++++ DATA FOR THIS EXERCISE ++++

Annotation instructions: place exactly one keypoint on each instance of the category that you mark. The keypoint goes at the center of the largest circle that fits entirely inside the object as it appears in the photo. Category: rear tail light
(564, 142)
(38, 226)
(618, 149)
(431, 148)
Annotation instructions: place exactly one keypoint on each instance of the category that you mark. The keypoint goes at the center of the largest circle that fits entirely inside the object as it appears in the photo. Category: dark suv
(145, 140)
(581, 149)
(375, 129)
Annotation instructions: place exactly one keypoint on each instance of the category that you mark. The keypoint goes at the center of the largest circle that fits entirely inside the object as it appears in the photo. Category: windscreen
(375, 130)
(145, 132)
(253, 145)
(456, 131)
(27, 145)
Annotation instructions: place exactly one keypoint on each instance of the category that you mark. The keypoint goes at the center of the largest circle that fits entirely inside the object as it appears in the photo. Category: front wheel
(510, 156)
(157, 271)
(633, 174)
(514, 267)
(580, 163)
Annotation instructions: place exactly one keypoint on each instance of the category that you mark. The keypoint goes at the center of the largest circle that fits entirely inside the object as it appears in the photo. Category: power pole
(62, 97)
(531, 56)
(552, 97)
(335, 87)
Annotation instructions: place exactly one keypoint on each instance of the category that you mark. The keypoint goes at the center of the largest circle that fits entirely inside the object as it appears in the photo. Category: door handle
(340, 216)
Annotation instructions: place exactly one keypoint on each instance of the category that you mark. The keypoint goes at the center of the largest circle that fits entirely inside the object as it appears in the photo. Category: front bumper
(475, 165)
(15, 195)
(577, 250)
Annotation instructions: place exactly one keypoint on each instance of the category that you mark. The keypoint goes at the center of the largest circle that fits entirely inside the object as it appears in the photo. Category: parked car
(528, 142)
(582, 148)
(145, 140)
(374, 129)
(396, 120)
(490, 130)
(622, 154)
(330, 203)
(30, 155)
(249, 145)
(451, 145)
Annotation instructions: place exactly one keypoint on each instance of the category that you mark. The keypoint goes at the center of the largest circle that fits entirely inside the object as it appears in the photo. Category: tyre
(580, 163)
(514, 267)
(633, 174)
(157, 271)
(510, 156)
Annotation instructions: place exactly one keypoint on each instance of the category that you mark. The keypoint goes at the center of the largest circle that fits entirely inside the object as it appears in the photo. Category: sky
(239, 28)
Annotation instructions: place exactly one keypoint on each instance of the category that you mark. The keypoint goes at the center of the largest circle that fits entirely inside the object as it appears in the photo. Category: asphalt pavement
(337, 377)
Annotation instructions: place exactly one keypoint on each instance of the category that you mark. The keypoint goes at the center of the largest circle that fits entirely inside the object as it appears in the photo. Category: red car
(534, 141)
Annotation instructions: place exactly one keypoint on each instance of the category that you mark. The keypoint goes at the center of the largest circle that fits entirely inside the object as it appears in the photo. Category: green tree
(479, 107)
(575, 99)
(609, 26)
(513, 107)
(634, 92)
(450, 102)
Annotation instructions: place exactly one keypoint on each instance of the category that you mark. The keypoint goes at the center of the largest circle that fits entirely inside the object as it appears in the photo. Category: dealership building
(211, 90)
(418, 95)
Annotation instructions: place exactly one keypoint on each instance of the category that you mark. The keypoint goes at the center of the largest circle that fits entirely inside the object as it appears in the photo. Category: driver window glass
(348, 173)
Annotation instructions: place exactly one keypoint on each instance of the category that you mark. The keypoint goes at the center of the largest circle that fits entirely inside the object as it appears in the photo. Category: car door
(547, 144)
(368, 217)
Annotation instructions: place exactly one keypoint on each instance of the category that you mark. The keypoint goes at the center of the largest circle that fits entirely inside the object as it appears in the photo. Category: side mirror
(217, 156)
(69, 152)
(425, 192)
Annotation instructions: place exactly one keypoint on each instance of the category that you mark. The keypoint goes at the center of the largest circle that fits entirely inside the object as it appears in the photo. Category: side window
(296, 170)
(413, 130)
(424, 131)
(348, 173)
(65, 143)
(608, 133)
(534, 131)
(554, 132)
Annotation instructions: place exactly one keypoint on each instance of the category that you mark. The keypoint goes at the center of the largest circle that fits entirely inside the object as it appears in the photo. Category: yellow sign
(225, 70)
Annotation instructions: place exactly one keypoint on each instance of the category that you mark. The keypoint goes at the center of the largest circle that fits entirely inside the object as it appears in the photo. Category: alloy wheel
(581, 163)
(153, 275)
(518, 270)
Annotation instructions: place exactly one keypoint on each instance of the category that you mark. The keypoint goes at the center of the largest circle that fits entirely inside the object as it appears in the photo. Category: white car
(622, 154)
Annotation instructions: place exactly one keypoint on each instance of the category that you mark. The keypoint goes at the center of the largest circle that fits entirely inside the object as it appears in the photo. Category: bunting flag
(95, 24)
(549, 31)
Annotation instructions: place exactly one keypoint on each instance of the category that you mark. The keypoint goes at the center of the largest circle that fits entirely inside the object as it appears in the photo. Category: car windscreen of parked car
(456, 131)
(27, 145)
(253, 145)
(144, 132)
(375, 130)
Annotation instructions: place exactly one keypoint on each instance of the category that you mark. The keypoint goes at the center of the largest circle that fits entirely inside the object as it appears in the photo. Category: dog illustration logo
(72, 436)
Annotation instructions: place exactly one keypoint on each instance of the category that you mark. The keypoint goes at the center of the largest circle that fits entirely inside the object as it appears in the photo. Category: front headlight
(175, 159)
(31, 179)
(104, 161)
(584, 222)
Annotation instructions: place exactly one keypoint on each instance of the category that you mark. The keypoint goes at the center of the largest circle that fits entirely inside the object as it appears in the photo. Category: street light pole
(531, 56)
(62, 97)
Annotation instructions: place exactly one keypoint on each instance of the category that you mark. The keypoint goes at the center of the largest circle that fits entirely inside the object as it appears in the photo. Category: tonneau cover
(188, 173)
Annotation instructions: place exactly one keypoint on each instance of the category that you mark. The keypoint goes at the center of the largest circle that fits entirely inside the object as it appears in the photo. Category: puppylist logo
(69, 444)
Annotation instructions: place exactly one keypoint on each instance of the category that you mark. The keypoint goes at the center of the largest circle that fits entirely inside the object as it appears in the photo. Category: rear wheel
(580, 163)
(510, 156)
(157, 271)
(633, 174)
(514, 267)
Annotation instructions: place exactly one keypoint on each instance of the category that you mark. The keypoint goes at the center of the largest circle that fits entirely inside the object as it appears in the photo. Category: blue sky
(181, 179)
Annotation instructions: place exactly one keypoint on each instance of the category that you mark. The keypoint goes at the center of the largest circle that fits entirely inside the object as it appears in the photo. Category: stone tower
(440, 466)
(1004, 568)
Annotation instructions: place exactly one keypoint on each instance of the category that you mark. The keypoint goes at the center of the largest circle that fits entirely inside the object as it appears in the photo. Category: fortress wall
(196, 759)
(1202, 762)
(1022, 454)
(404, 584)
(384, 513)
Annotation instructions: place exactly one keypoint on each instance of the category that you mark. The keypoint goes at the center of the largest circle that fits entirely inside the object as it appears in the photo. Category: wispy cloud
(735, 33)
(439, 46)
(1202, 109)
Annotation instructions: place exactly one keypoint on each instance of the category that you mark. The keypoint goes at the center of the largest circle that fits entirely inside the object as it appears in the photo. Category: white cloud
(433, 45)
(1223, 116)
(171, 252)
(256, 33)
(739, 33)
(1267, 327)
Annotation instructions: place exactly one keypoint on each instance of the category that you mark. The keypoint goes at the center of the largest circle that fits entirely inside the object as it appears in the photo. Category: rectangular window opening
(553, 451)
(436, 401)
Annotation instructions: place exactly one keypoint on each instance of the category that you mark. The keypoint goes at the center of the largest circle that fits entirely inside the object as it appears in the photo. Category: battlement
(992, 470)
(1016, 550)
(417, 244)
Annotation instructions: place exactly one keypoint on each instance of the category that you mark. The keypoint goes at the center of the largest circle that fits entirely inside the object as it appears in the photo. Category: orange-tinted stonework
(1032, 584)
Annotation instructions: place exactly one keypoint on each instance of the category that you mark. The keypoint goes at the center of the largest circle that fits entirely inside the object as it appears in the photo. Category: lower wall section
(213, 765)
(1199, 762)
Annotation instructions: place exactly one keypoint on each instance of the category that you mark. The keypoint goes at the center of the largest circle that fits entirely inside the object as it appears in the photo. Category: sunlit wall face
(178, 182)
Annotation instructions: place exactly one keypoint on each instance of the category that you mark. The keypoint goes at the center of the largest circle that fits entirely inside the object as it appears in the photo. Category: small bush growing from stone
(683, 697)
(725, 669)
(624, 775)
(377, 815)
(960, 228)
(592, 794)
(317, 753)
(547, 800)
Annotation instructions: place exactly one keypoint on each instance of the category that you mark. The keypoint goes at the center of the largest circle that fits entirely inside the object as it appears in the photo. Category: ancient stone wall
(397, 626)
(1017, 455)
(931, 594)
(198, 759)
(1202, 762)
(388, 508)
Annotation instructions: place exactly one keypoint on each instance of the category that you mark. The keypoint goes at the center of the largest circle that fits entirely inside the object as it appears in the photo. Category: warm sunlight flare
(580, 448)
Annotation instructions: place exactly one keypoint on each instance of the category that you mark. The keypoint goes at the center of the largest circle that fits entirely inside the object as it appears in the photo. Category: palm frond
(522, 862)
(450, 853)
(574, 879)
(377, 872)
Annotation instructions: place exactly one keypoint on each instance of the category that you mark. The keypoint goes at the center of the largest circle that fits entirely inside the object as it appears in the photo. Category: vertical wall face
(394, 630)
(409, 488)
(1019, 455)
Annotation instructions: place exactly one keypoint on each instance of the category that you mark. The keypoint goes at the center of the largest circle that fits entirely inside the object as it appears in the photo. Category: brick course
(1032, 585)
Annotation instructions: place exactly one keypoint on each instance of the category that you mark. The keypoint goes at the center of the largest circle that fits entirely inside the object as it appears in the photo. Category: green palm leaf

++++

REQUIRED WORK ::
Reproduce the stretch from the line containing "Category: white cloud" through the line containing "(1267, 327)", substituting "marker" for "keypoint" and leaving everything else unchanged.

RESPONSE TO THE TASK ::
Annotation instructions: place exactly one marker on each instance of the category that you mark. The marker goes at the center of the largest circle that fits entirely inside the object as it appears in the photo. Category: white cloud
(433, 45)
(1223, 116)
(171, 252)
(256, 33)
(739, 33)
(1267, 327)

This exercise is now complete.